Diane, sono le 16:01. Parlo sottovoce perché sta per iniziare la proiezione di Eraserhead. Ho trovato nuovamente posto di lato, con lo spazio per distendere le gambe davanti. Volevo solo dirti che questa volta la sala è piena ben oltre la metà della capienza, secondo me raggiunge i suoi tre quarti. Ci sono molti più spettatori adulti rispetto a prima, ma sono aumentati, anche se di poco, anche i ragazzi. Entrando ho origliato la conversazione di tre signore tra i sessanta e i settant’anni, sembravano quasi mia madre con le sue sorelle. Una diceva a un’altra: “Non è esattamente il tipo di film a cui sei abituata, ma vedrai che ti piacerà”, mentre la terza annuiva con un sorriso paralizzato sul volto, lo sguardo nel vuoto, e la mano che tormentava la collana che aveva al collo.

Diane, sono le 17:51.
Rivedendo Eraserhead ho ritrovato un sacco di dettagli delle opere di Lynch a venire. Non c’è solo il pavimento con il motivo a zig zag come quello di Twin Peaks. Ci sono le sirene portuali che si ascoltano anche in Rabbits; c’è l’ossessione per le figure umane messe in maniera brutalista al muro dall’assurdità della vita e dalle giravolte dell’inconscio. Henry, poi, abita nell’appartamento numero 26, che è lo stesso - anche fisicamente, anche graficamente - numero della camera di motel in cui Fred trova Laurent nel finale di Strade perdute. Vicino a me, nel buio, sentivo qualcuno sbuffare, di fronte a questo film imperscrutabile e vertiginoso, questo Méliès sotto acido, questo dramma ridicolo e struggente e meravigliosamente disturbante. Può succedere. A me è successo di lottare accanitamente contro un attacco di sonnolenza, che però ha reso tutto ancora più interessante, abbattendo ancora più confini e barriere nella mia mente, come quando a Venezia, dopo una notte insonne, vidi Inland Empire. Ma mentre osservavo le persone scansare le pesanti tende dell’uscita e tornare alla realtà, notavo in quasi tutti loro una strana forma di placida eccitazione. Fuori, purtroppo, non suona più Bob Dylan, ma un genere di musica più consono all’aperitivo dei ventenni. Mi è sembrato di vedere di nuovo la ragazza dai lunghi capelli neri, e che di nuovo al suo viso si sovrapponesse quello dell’Uomo Misterioso. Sarà meglio che beva un bicchiere di vino rosso, che piaceva tanto anche a Lynch.

Diane, sono le 18:26.

Compito breve A. Raccolga tutte le righe delle voci in cui compare la parola "woman", rispettando maiuscole e minuscole.
Il testo su Eraserhead e le voci non hanno alcun legame tra loro.

Estratti di un dataset di etichettatura per punti

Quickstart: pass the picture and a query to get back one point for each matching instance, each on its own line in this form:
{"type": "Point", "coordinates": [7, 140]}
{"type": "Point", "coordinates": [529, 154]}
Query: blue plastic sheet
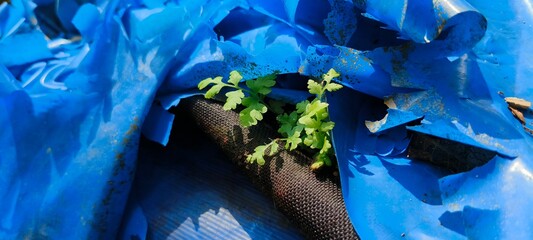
{"type": "Point", "coordinates": [79, 82]}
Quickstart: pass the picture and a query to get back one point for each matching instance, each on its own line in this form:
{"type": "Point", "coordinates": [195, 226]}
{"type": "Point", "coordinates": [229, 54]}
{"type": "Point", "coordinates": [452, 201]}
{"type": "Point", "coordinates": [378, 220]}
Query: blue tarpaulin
{"type": "Point", "coordinates": [80, 81]}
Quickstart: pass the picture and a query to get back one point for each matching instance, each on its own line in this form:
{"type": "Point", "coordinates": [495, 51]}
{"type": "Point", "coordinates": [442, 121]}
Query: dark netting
{"type": "Point", "coordinates": [313, 203]}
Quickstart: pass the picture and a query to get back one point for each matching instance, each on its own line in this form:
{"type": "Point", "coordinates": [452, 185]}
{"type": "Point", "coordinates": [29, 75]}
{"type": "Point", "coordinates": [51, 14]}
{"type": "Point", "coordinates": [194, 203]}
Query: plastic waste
{"type": "Point", "coordinates": [79, 82]}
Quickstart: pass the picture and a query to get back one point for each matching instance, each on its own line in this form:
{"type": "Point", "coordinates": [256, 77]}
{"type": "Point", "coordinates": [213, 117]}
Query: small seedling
{"type": "Point", "coordinates": [308, 125]}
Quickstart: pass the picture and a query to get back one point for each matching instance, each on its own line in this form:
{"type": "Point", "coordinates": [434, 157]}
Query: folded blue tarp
{"type": "Point", "coordinates": [79, 82]}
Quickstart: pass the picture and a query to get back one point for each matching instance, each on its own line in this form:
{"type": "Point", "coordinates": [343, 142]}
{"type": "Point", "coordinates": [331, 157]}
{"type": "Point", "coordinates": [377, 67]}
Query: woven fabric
{"type": "Point", "coordinates": [314, 204]}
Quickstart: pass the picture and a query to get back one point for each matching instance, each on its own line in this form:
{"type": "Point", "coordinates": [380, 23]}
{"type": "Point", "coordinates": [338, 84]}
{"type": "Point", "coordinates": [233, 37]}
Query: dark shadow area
{"type": "Point", "coordinates": [453, 221]}
{"type": "Point", "coordinates": [189, 188]}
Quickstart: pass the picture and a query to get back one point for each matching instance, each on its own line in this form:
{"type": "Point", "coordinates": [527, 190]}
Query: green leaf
{"type": "Point", "coordinates": [327, 126]}
{"type": "Point", "coordinates": [308, 141]}
{"type": "Point", "coordinates": [317, 108]}
{"type": "Point", "coordinates": [330, 75]}
{"type": "Point", "coordinates": [233, 99]}
{"type": "Point", "coordinates": [257, 155]}
{"type": "Point", "coordinates": [294, 138]}
{"type": "Point", "coordinates": [234, 78]}
{"type": "Point", "coordinates": [287, 122]}
{"type": "Point", "coordinates": [314, 87]}
{"type": "Point", "coordinates": [331, 87]}
{"type": "Point", "coordinates": [262, 85]}
{"type": "Point", "coordinates": [252, 113]}
{"type": "Point", "coordinates": [213, 91]}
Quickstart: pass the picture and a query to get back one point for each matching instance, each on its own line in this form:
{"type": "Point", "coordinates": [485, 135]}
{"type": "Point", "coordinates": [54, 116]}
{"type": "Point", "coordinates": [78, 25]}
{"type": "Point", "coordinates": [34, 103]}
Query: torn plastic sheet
{"type": "Point", "coordinates": [453, 66]}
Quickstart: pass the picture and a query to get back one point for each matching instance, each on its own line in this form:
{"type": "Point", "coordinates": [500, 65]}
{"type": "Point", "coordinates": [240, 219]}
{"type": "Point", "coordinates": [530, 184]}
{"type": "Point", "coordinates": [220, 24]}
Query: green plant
{"type": "Point", "coordinates": [308, 124]}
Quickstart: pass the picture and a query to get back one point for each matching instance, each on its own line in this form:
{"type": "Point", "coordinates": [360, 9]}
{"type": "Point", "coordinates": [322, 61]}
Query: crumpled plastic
{"type": "Point", "coordinates": [74, 102]}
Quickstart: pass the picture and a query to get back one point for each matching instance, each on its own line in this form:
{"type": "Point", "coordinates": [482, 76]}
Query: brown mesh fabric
{"type": "Point", "coordinates": [313, 204]}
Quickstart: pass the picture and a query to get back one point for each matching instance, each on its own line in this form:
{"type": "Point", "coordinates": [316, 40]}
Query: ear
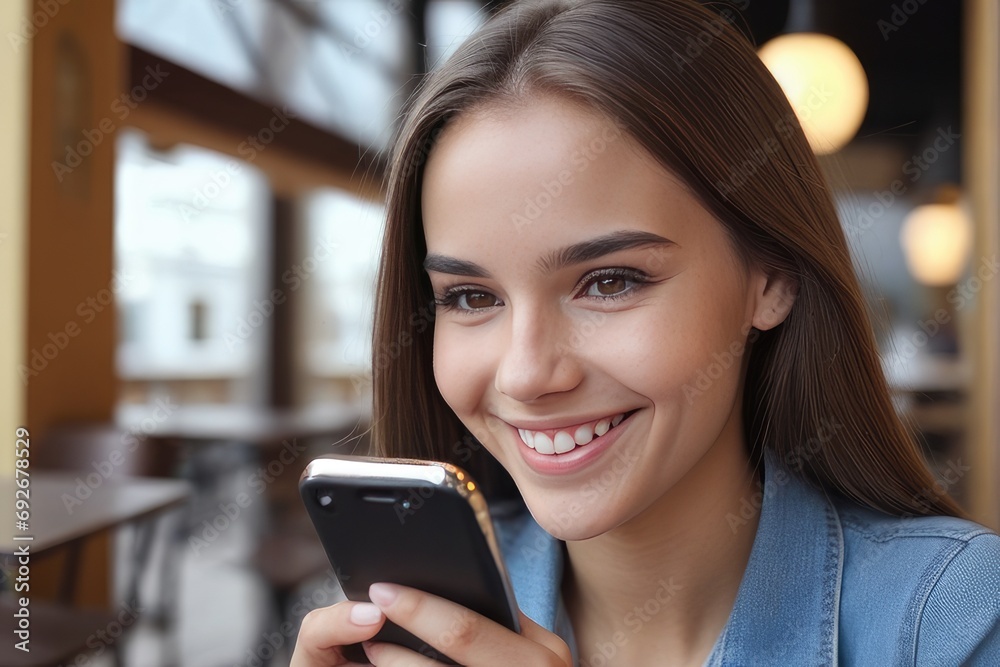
{"type": "Point", "coordinates": [774, 296]}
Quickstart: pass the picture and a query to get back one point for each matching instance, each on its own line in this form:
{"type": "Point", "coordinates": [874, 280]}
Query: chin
{"type": "Point", "coordinates": [573, 526]}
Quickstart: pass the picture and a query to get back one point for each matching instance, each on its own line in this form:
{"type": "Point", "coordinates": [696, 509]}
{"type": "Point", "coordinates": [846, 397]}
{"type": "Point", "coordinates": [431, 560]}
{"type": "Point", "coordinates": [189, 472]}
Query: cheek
{"type": "Point", "coordinates": [663, 356]}
{"type": "Point", "coordinates": [460, 370]}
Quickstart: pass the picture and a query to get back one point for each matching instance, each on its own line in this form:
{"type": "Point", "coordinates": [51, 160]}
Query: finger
{"type": "Point", "coordinates": [325, 631]}
{"type": "Point", "coordinates": [539, 635]}
{"type": "Point", "coordinates": [384, 654]}
{"type": "Point", "coordinates": [456, 631]}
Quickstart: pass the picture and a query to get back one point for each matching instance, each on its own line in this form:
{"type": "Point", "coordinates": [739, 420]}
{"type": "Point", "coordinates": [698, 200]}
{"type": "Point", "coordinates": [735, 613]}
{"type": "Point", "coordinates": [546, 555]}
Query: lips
{"type": "Point", "coordinates": [561, 441]}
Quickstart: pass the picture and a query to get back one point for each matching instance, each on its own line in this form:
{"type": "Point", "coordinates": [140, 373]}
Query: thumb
{"type": "Point", "coordinates": [539, 635]}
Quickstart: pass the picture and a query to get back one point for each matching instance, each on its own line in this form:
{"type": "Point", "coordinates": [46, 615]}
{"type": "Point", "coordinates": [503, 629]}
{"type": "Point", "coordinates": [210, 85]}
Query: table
{"type": "Point", "coordinates": [58, 629]}
{"type": "Point", "coordinates": [240, 423]}
{"type": "Point", "coordinates": [110, 503]}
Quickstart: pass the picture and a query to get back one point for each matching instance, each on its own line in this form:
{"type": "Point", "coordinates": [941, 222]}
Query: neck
{"type": "Point", "coordinates": [664, 583]}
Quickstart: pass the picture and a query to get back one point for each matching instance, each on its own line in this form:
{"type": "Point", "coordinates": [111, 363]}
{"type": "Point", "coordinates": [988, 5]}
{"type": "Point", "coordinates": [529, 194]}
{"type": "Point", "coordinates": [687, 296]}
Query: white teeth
{"type": "Point", "coordinates": [543, 444]}
{"type": "Point", "coordinates": [564, 442]}
{"type": "Point", "coordinates": [526, 436]}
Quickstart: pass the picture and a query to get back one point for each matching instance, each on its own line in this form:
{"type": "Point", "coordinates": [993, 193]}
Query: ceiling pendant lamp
{"type": "Point", "coordinates": [821, 77]}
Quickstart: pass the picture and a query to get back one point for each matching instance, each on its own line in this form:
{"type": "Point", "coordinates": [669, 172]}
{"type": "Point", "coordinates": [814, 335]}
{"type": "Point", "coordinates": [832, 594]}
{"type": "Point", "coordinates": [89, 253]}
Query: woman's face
{"type": "Point", "coordinates": [578, 281]}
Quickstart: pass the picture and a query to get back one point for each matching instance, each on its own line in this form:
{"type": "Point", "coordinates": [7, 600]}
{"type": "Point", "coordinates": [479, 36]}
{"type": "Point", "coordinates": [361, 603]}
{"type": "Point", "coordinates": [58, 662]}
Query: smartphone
{"type": "Point", "coordinates": [423, 524]}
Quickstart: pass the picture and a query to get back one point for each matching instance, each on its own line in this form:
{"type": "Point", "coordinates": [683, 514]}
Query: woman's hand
{"type": "Point", "coordinates": [324, 633]}
{"type": "Point", "coordinates": [462, 635]}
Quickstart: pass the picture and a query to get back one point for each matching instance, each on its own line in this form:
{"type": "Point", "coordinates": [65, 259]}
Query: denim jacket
{"type": "Point", "coordinates": [828, 583]}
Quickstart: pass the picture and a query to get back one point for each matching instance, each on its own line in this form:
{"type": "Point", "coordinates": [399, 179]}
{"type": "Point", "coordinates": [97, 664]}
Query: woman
{"type": "Point", "coordinates": [644, 310]}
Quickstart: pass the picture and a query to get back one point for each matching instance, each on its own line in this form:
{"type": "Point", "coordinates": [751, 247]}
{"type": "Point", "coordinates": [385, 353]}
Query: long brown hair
{"type": "Point", "coordinates": [691, 90]}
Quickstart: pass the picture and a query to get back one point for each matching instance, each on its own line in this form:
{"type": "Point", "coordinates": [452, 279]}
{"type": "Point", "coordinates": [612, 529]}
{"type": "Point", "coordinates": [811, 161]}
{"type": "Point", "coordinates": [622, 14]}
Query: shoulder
{"type": "Point", "coordinates": [932, 582]}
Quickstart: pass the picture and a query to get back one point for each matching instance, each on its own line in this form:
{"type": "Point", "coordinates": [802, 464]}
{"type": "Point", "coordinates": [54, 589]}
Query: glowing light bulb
{"type": "Point", "coordinates": [825, 84]}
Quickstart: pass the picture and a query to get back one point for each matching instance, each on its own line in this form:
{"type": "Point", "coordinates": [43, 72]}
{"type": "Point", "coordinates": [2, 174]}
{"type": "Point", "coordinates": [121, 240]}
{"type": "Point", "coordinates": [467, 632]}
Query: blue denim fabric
{"type": "Point", "coordinates": [828, 583]}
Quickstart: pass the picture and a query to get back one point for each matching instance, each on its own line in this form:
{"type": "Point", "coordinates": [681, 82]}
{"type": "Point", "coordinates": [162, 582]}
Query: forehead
{"type": "Point", "coordinates": [544, 172]}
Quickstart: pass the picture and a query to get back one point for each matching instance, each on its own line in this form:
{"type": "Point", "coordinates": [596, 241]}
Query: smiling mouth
{"type": "Point", "coordinates": [566, 440]}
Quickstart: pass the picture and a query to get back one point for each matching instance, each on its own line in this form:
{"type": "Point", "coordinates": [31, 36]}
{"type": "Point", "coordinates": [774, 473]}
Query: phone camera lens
{"type": "Point", "coordinates": [325, 500]}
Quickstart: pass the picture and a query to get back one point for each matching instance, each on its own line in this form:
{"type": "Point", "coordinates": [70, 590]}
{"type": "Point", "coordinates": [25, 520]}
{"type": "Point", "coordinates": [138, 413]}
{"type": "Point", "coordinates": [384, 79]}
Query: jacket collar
{"type": "Point", "coordinates": [788, 602]}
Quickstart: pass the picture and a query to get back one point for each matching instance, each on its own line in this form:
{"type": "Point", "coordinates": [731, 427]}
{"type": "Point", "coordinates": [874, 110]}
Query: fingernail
{"type": "Point", "coordinates": [382, 594]}
{"type": "Point", "coordinates": [365, 614]}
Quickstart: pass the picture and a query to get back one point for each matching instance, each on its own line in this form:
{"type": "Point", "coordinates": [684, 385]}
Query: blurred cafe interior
{"type": "Point", "coordinates": [191, 199]}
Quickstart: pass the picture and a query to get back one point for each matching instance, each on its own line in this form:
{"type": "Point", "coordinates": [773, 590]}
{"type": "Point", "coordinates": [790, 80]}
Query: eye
{"type": "Point", "coordinates": [610, 284]}
{"type": "Point", "coordinates": [467, 299]}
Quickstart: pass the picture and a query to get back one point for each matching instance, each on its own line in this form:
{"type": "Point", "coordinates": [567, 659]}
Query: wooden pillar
{"type": "Point", "coordinates": [77, 104]}
{"type": "Point", "coordinates": [15, 119]}
{"type": "Point", "coordinates": [982, 184]}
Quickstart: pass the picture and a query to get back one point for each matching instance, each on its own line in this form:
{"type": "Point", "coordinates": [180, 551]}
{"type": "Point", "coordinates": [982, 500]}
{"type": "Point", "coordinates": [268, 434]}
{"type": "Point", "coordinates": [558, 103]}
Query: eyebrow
{"type": "Point", "coordinates": [599, 246]}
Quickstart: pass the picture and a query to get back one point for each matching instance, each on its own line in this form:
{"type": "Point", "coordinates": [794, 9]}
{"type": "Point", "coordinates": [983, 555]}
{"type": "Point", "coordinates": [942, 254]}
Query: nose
{"type": "Point", "coordinates": [540, 355]}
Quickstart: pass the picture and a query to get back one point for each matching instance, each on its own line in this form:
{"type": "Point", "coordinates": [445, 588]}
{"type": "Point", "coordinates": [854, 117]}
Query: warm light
{"type": "Point", "coordinates": [825, 83]}
{"type": "Point", "coordinates": [936, 240]}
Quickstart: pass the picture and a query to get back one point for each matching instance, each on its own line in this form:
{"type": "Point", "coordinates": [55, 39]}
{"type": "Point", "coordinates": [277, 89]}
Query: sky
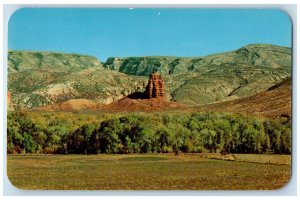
{"type": "Point", "coordinates": [124, 32]}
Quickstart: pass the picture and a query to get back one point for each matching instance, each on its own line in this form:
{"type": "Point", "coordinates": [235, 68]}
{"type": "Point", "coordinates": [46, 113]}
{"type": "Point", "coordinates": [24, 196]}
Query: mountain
{"type": "Point", "coordinates": [44, 78]}
{"type": "Point", "coordinates": [274, 102]}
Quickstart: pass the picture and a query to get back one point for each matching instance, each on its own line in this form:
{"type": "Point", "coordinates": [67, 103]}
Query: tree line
{"type": "Point", "coordinates": [29, 132]}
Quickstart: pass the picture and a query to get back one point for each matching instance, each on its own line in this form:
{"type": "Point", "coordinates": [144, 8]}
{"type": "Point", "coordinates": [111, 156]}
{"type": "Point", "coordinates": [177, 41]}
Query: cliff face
{"type": "Point", "coordinates": [155, 87]}
{"type": "Point", "coordinates": [43, 78]}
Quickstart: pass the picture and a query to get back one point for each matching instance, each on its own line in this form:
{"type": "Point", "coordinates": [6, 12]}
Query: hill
{"type": "Point", "coordinates": [274, 102]}
{"type": "Point", "coordinates": [43, 78]}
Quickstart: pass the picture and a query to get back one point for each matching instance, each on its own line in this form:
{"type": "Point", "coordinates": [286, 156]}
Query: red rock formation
{"type": "Point", "coordinates": [155, 87]}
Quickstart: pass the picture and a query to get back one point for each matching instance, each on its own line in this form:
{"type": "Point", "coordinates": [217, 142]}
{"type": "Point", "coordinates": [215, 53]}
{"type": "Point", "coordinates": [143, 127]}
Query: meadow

Compito breve B. Prosegua il testo su Eraserhead a partire da dove termina.

Risultato A.
Query: woman's face
Query: woman's hand
Query: woman

Risultato B.
Nonostante la fila sono riuscito a prendere quel vino. Mi sento meglio. Il foyer era pieno di gente, oramai ci sono persone di tutte le età, la fascia dei quaranta-cinquantenni si è unita a quelli più giovani e quelli più anziani. Continuo a vedere, film dopo film, sempre lo stesso strano personaggio col codino, la giacca e gli occhiali che prima e dopo le proiezioni arringa due amici che non fanno altro che annuire in silenzio. Tutti e tre sono vestiti di nero, interamente, da capo a piedi. Dentro la sala anche una ragazza col basco e una giacca rossa che sembra uscita da un film di Godard degli anni Sessanta, una coppia sposata sulla cinquantina che si tiene per mano e anche un paio di ragazzi vestiti in stile goth come non ne vedevo da tempo. Per Mulholland Drive la sala è strapiena, ho dovuto quindi rispettare il posto indicato sul mio biglietto: sono perfettamente al centro della seconda fila. E tutto sommato devo ammettere che la visuale è perfetta.

Diane, sono le 21:09.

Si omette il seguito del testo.